Eerder dit jaar werd mij door de redactie van het Tijdschrift voor Insolventierecht (TvI) gevraagd een bijdrage voor te bereiden over de vraag hoe de Europese Herstructureringsrichtlijn naar huidige verwachting in België zal worden geïmplementeerd, afgezet tegen de Nederlandse WHOA en de Europese Herstructureringsrichtlijn. Het resultaat daarvan is te vinden in het recentste nummer van het TvI. Hoewel verschenen in een Nederlands tijdschrift, is de bijdrage ook bijzonder relevant voor de Belgische jurist én wetgever. Ik ben dan ook dankbaar dat de uitgever mij de toestemming heeft gegeven om de publishers version via het Corporate Finance Lab te verspreiden (zie infra).
In wat volgt, som ik kort enkele elementen op die in de bijdrage aan bod komen. Wellicht zijn veel van de gehanteerde termen voor de Belgische jurist nog onduidelijk of zelfs onbekend. Het is immers opvallend dat, in vergelijking met de Nederlandse doctrine (waar tijdschriften volledige afleveringen aan de WHOA spenderen), in de Belgische doctrine amper aandacht wordt gespendeerd aan de Herstructureringsrichtlijn. Nochtans zou de omzetting van de richtlijn er in principe al moeten zijn tegen 17 juli 2021 (al is uitstel nog wel mogelijk). Helaas stellen we vast dat de Belgische wetgever daarover nog weinig tot niets heeft bekend gemaakt. De elementen die in de bijdrage aan bod komen, zijn dan ook mijn eigen analyses. Komen aan bod:
- De mogelijkheid (en m.i. wenselijkheid) tot uitbreiding van het initiatiefrecht, d.i. het recht om een reorganisatieprocedure aan te vragen, en het redactierecht, d.i. het recht om een reorganisatieplan op te stellen en ter stemming voor te leggen aan de betrokken partijen.
- Het ongelukkige Europese instemmingsvereiste van de schuldenaar tijdens de initiatie- en homologatiefase, althans minstens bij kmo’s (wat de facto nagenoeg alle Europese ondernemingen zijn). Die combinatie van veto’s voor de schuldenaar zorgt ervoor dat vooral herstructureringsplannen zullen worden opgesteld die zo veel mogelijk waarde toekennen aan de aandeelhouders (die dankzij die veto’s over een hold-out positie beschikken) en zo weinig mogelijk aan de schuldeisers. De Europese wetgever erkent dat probleem en bepaalt dat de lidstaten ervoor moeten zorgen dat het aandeelhouders niet is toegestaan de goedkeuring, homologatie of uitvoering van het plan op onredelijke wijze te voorkomen of belemmeren. Het is aan de lidstaten om dit verder in te vullen.

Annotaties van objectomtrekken
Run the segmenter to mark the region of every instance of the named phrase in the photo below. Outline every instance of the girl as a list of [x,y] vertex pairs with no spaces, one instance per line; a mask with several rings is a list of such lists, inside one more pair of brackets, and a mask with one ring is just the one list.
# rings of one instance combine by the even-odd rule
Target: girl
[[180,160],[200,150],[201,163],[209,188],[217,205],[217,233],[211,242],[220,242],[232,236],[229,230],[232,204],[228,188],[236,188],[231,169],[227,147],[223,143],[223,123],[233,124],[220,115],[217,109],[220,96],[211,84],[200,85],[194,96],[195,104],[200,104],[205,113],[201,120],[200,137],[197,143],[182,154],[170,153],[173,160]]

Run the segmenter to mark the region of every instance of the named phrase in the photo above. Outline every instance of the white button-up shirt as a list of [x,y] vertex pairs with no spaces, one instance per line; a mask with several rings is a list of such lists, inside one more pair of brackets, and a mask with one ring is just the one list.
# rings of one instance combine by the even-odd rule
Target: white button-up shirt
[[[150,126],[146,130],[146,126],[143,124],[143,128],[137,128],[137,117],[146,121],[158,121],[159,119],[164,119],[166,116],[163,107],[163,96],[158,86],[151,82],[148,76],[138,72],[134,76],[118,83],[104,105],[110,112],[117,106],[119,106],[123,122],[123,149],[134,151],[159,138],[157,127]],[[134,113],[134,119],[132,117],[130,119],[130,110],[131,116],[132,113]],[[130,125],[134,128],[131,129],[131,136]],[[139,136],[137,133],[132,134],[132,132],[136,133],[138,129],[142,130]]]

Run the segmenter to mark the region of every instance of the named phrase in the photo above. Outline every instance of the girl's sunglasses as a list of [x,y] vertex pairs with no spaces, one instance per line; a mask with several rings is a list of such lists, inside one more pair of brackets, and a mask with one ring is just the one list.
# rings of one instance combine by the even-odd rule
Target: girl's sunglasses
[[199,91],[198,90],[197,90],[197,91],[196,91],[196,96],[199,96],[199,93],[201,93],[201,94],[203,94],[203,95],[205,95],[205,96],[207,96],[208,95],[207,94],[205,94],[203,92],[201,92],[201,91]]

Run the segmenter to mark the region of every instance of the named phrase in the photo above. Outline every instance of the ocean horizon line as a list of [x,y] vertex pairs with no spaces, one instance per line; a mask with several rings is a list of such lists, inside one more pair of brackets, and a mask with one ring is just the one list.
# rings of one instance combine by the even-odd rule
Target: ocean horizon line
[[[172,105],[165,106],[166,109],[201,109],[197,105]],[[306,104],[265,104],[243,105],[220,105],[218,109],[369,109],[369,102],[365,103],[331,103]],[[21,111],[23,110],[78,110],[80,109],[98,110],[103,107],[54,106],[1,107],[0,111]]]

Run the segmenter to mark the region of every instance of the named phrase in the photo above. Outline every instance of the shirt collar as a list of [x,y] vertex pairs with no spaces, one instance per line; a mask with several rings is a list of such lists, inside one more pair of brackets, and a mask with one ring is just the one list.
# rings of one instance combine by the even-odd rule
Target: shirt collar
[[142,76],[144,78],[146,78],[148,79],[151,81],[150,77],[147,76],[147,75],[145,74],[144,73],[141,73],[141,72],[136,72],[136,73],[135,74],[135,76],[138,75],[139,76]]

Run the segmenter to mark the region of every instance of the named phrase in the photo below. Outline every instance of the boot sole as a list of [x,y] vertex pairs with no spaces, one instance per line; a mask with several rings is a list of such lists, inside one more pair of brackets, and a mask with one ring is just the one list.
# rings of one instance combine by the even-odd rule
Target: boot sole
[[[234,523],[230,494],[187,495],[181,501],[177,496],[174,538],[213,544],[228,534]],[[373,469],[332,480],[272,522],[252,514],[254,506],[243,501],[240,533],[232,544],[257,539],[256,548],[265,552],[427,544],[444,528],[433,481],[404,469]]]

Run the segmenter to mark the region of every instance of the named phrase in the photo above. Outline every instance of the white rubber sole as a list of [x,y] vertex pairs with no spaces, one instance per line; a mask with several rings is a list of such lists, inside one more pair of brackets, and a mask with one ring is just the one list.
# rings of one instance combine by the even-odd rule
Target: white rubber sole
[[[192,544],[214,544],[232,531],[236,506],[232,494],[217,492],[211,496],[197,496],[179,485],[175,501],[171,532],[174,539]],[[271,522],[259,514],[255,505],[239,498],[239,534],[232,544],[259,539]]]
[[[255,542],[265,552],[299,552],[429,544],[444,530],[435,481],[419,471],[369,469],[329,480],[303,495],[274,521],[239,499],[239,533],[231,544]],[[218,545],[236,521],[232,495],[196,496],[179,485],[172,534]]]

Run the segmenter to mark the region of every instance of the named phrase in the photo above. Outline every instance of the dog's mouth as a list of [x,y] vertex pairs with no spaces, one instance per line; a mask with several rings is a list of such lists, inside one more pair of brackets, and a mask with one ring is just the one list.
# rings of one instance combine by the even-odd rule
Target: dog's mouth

_Opdracht A:_ Schrijf het stuk van de brontekst van "Eerder dit jaar" tot "verspreiden (zie infra)." letterlijk over.
_Opdracht B:_ Stemmen deze uitspraken overeen met de brontekst? Antwoord per uitspraak met ja of nee en citeer letterlijk de woorden uit de tekst die de doorslag geven. (i) De omzetting van de richtlijn zou in principe klaar moeten zijn tegen 17 juli 2021. (ii) De Herstructureringsrichtlijn krijgt in de Belgische doctrine veel aandacht. (iii) De bijdrage verscheen in een Belgisch tijdschrift.
Baseer je uitsluitend op de brontekst en niet op de regels.

_Volledig antwoord A:_
Eerder dit jaar werd mij door de redactie van het Tijdschrift voor Insolventierecht (TvI) gevraagd een bijdrage voor te bereiden over de vraag hoe de Europese Herstructureringsrichtlijn naar huidige verwachting in België zal worden geïmplementeerd, afgezet tegen de Nederlandse WHOA en de Europese Herstructureringsrichtlijn. Het resultaat daarvan is te vinden in het recentste nummer van het TvI. Hoewel verschenen in een Nederlands tijdschrift, is de bijdrage ook bijzonder relevant voor de Belgische jurist én wetgever. Ik ben dan ook dankbaar dat de uitgever mij de toestemming heeft gegeven om de publishers version via het Corporate Finance Lab te verspreiden (zie infra).

_Volledig antwoord B:_
(i) Ja: "Nochtans zou de omzetting van de richtlijn er in principe al moeten zijn tegen 17 juli 2021"
(ii) Nee: "in de Belgische doctrine amper aandacht wordt gespendeerd aan de Herstructureringsrichtlijn"
(iii) Nee: "Hoewel verschenen in een Nederlands tijdschrift"